Stored data entries
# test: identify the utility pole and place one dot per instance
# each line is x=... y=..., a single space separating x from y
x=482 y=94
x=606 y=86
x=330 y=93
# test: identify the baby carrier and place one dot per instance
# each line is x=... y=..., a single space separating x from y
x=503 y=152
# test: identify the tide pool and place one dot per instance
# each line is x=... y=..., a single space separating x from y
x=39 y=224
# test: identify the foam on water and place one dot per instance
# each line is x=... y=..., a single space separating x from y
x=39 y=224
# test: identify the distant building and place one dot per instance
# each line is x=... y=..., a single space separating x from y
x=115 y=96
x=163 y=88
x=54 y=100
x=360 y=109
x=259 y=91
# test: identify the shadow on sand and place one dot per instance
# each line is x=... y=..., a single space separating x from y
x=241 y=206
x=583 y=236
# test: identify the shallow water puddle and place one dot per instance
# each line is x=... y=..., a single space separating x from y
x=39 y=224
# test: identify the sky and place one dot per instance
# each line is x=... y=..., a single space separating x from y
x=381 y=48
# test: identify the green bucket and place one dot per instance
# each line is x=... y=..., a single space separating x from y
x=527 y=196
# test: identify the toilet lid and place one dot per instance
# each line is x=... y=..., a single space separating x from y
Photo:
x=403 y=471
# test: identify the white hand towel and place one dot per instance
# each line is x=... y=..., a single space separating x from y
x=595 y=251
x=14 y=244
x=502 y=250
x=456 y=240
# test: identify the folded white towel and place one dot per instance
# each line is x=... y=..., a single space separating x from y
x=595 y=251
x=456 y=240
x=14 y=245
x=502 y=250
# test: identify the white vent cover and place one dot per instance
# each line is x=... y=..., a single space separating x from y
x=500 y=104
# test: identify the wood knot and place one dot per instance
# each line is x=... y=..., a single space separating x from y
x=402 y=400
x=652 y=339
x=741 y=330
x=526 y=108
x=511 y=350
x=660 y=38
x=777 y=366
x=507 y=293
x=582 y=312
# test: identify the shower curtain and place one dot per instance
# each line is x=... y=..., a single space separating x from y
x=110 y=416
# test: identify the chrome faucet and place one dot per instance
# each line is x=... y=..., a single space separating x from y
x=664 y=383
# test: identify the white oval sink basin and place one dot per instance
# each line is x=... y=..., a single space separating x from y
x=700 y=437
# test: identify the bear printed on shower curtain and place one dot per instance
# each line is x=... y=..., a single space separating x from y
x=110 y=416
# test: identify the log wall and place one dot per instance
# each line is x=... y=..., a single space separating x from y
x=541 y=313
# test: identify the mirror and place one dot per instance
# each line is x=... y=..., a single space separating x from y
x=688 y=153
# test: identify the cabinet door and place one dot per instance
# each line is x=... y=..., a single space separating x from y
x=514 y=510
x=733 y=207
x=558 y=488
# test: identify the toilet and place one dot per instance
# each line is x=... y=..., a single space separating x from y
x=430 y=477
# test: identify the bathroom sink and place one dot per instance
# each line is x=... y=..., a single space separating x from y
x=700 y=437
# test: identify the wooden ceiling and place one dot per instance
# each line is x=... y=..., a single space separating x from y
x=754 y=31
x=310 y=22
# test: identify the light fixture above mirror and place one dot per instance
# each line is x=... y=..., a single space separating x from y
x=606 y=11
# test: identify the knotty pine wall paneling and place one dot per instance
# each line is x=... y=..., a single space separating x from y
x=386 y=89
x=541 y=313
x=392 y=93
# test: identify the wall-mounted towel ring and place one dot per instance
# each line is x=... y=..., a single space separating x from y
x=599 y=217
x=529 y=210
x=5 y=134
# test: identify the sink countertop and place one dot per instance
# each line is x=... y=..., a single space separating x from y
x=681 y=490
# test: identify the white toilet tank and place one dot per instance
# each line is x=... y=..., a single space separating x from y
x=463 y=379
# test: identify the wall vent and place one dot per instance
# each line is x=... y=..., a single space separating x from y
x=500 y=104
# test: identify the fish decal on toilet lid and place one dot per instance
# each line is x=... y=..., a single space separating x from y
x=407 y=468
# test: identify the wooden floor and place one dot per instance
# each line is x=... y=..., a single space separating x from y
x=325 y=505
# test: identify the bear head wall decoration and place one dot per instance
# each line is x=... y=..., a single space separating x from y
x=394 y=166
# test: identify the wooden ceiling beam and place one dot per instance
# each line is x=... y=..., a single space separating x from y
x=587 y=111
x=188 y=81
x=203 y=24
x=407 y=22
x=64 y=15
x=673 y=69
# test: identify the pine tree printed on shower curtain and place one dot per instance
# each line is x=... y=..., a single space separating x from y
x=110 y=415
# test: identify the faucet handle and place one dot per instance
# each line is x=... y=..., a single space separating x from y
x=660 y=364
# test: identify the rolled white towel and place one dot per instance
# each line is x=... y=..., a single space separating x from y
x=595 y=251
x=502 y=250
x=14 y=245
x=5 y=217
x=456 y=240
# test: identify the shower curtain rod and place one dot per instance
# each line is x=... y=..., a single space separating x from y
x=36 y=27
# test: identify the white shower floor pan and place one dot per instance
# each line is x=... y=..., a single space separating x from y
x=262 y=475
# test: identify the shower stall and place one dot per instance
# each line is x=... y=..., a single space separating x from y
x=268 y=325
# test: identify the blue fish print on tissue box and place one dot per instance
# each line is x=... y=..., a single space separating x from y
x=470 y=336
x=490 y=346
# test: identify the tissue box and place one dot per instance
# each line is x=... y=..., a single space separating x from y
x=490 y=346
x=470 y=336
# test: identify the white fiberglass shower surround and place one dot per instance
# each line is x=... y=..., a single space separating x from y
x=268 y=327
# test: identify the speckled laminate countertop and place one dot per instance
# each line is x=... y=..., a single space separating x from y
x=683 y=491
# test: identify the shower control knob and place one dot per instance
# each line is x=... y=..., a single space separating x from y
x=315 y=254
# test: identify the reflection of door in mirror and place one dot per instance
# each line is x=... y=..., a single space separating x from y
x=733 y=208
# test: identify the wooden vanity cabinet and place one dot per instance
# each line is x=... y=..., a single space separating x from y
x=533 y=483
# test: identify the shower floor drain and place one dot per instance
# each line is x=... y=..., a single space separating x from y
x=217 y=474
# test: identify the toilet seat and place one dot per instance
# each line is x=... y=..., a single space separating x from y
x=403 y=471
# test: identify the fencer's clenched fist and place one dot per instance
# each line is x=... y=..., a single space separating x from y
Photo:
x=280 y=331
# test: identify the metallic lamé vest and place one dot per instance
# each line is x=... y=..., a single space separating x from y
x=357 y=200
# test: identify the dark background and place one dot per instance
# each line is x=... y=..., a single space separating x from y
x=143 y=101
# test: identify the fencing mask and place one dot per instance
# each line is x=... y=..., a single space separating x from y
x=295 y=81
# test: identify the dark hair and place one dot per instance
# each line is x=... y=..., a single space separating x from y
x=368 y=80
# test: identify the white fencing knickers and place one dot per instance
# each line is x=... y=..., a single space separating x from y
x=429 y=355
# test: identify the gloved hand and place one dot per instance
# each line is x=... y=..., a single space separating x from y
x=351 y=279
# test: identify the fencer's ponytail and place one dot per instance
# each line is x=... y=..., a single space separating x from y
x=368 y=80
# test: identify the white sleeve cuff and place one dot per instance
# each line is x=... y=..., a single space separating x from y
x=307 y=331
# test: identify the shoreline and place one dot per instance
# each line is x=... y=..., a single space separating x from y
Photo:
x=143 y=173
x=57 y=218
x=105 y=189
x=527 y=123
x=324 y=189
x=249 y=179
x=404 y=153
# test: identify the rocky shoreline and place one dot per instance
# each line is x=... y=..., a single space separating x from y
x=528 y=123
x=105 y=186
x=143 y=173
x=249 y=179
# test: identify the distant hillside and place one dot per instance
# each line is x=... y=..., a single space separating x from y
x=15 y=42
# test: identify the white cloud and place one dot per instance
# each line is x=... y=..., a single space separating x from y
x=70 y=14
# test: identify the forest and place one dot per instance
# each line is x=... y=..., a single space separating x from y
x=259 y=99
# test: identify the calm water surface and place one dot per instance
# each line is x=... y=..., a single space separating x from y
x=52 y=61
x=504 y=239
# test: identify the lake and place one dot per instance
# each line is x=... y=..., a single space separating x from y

## YOUR GOAL
Return only the lines above that run from the opening line through the line containing "# test: identify the foam", exactly as written.

## YOUR RESPONSE
# test: identify the utility pole and place one dot per instance
# each line is x=... y=..., a single space separating x from y
x=482 y=94
x=606 y=86
x=330 y=93
# test: identify the baby carrier and place one dot per instance
# each line is x=... y=..., a single space separating x from y
x=503 y=152
# test: identify the tide pool and place one dot per instance
# each line is x=... y=..., a single space separating x from y
x=39 y=224
# test: identify the foam on water and place one dot per instance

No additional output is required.